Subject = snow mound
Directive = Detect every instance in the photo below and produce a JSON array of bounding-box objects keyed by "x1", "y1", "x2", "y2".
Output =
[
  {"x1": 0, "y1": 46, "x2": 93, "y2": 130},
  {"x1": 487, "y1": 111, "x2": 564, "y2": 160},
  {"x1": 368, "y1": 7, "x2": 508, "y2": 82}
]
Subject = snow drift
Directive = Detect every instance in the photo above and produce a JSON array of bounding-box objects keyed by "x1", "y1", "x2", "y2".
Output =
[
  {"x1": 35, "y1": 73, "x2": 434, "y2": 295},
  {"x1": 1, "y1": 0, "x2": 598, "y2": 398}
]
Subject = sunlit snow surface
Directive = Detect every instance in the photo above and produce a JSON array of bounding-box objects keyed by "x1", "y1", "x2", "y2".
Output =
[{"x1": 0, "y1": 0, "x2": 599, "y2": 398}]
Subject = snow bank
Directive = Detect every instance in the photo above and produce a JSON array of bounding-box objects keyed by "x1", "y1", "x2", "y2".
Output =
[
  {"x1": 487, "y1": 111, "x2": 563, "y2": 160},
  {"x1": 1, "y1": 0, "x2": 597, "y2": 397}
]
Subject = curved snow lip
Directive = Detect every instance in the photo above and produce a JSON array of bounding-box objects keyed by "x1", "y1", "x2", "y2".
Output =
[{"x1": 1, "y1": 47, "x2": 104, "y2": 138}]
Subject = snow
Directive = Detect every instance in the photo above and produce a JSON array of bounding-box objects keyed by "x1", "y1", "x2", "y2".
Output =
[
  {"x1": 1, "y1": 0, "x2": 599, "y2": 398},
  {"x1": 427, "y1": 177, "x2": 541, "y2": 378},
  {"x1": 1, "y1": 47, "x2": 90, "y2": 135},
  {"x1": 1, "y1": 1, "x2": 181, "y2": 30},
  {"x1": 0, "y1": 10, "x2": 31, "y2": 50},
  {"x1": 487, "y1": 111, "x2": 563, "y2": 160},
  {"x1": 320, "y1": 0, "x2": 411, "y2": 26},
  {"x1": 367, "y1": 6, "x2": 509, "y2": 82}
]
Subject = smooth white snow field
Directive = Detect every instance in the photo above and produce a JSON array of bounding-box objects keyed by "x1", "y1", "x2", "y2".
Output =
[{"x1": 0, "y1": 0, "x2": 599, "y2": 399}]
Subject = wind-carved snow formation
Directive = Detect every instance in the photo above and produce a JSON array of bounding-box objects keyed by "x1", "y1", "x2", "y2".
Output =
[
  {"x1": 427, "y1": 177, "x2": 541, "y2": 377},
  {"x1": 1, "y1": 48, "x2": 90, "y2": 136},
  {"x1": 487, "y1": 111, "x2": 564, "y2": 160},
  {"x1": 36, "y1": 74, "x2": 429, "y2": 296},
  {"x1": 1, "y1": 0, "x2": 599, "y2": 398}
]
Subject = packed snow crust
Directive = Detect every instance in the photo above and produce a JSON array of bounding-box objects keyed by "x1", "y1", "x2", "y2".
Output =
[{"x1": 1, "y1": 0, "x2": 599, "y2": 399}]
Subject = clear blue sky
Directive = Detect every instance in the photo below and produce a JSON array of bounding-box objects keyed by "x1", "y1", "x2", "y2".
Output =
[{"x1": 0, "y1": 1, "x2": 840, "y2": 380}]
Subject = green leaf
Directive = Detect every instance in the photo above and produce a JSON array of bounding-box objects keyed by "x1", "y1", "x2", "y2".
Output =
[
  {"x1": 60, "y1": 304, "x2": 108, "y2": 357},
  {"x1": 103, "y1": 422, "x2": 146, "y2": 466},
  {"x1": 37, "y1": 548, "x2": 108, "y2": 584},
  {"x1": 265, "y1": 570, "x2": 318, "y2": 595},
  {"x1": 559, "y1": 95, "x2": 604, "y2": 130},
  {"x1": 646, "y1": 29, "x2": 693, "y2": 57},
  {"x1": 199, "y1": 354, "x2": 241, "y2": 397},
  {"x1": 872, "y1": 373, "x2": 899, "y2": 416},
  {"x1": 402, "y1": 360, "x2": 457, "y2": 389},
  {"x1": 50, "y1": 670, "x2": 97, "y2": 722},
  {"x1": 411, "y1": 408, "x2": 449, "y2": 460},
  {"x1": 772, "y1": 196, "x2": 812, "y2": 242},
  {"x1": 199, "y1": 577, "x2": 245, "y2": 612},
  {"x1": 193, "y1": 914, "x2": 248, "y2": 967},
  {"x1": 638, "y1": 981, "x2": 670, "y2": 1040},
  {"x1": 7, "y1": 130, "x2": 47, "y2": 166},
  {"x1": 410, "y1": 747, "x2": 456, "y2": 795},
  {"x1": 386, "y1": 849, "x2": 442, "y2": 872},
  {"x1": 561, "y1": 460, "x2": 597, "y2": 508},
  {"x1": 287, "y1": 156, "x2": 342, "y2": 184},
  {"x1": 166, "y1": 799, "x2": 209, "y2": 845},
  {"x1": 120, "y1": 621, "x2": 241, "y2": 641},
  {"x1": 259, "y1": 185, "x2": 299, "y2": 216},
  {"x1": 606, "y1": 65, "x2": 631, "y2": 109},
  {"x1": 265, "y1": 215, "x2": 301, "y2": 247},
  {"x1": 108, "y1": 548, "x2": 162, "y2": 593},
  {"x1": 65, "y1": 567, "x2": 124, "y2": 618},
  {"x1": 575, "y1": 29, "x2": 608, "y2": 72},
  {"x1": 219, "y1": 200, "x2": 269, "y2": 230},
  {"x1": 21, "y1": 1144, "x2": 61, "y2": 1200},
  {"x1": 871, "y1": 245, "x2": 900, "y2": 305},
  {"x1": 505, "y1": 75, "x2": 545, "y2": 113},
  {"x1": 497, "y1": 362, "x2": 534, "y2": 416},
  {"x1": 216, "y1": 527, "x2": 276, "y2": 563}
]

BRIEF:
Your task is to copy every line in the entries that holds the string "Subject".

ANSWER SECTION:
Subject = snow mound
Subject = snow drift
Subject = sunlit snow surface
Subject = snow bank
Subject = curved snow lip
Subject = snow
Subject = smooth white snow field
Subject = wind-carved snow formation
Subject = packed snow crust
Subject = clear blue sky
Subject = green leaf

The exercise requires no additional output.